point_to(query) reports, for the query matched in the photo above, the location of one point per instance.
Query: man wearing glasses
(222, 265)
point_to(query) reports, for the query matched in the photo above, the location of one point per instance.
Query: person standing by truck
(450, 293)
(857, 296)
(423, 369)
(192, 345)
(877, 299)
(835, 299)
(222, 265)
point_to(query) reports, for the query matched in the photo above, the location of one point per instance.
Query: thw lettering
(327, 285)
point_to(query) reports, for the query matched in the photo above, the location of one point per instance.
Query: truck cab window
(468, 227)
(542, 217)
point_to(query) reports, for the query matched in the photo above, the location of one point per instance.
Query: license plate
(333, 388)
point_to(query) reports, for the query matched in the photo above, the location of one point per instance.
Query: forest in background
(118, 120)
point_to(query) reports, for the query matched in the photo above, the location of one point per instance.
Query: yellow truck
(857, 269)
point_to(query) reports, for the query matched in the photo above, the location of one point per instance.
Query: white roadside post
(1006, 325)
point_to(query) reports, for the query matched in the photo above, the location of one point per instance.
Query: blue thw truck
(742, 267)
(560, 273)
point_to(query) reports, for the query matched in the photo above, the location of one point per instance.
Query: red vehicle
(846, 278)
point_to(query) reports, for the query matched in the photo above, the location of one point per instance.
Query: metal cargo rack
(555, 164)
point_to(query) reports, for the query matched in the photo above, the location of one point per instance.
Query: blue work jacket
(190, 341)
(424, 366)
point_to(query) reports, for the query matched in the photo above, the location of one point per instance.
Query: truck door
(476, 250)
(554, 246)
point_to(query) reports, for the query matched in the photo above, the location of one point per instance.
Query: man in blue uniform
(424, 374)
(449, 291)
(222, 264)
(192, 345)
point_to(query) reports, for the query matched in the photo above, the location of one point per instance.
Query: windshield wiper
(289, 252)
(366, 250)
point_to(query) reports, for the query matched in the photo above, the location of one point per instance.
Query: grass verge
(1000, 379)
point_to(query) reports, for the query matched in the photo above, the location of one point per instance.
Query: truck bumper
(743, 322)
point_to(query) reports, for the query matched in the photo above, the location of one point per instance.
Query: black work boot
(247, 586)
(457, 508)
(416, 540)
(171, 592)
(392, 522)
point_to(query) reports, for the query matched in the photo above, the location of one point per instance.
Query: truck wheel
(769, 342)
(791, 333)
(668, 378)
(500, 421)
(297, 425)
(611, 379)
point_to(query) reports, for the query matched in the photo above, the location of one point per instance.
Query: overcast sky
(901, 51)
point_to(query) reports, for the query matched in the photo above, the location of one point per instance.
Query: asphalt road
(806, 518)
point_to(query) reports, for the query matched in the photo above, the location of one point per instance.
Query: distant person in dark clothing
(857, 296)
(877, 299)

[Task to carry out] The listing must be repeated in full, with nothing altered.

[Solution]
point_to(query) reports, for the query matched in the photo above, the location of one point per instance.
Query: man wearing glasses
(222, 265)
point_to(query) reports, for the query matched in the photo above, the location of one point per instance.
Query: person standing by truck
(450, 293)
(857, 296)
(423, 369)
(192, 345)
(877, 299)
(835, 299)
(222, 265)
point_to(query) reports, for the query matched in the photo above, the location of one point per instance.
Query: thw lettering
(327, 285)
point_to(query) reports, for the query matched in the photo above, the location of one point per instance.
Query: truck cab window
(468, 227)
(542, 217)
point_to(query) reports, for the query matched in the photo above, the location of one point per instance.
Query: license plate
(333, 388)
point_to(query) reports, for the query matched in the photo above, the location of one point per instance.
Query: forest in background
(118, 120)
point_to(query) reports, for the query matched in the photo above, the location of one point per instance.
Query: yellow truck
(857, 269)
point_to(query) reports, for the query matched in the photo above, the location of one point per instance.
Query: white roadside post
(1006, 325)
point_to(query) reports, for the query matched in the photo above, the location of one point per instance.
Query: blue thw truck
(742, 267)
(560, 273)
point_to(query) reports, for the query matched in the photo above, the location of one point per instance.
Query: red vehicle
(846, 278)
point_to(query) reports, for the query matched in the photo above, the location of one point per instance.
Query: metal cargo rack
(555, 164)
point_to(query) reports, for the query matched in the photo above, the location of one point per instance.
Query: blue work jacket
(190, 341)
(424, 366)
point_to(query) reports, for the query matched in the photo above, the location of one point per instance.
Query: truck door
(476, 250)
(554, 246)
point_to(query) reports, for the query matched in the photo above, the location of one point per instance.
Query: man in blue uniform
(424, 374)
(449, 291)
(222, 264)
(192, 345)
point_to(query) reports, for the query matched in the photo above, the location of one point per instance.
Query: windshield wiper
(289, 252)
(366, 250)
point_to(query) reports, for the query matched in the photo above, the location of one point per instance.
Query: grass verge
(1000, 379)
point_to(query) reports, for the query matched in the photo above, the location of one point per instance.
Query: truck bumper
(743, 322)
point_to(query) reports, for the query matched in the photo above, the location of one point per instance.
Query: black work boot
(247, 586)
(457, 508)
(416, 540)
(171, 592)
(392, 522)
point_to(query) reports, for the query matched in the photo above, the location of one point per instance.
Query: truck wheel
(769, 342)
(791, 333)
(668, 378)
(500, 421)
(297, 425)
(611, 379)
point_to(query) reports, for the query matched in the photo above, the location of one point per instance.
Query: overcast sky
(901, 51)
point_to(query) reports, for the query matched in the photo above, the location of one point per instance.
Query: asphalt road
(806, 518)
point_to(query) reports, for the query matched in the photo above, the location of one point per instance.
Query: distant person in dark clothing
(857, 296)
(877, 299)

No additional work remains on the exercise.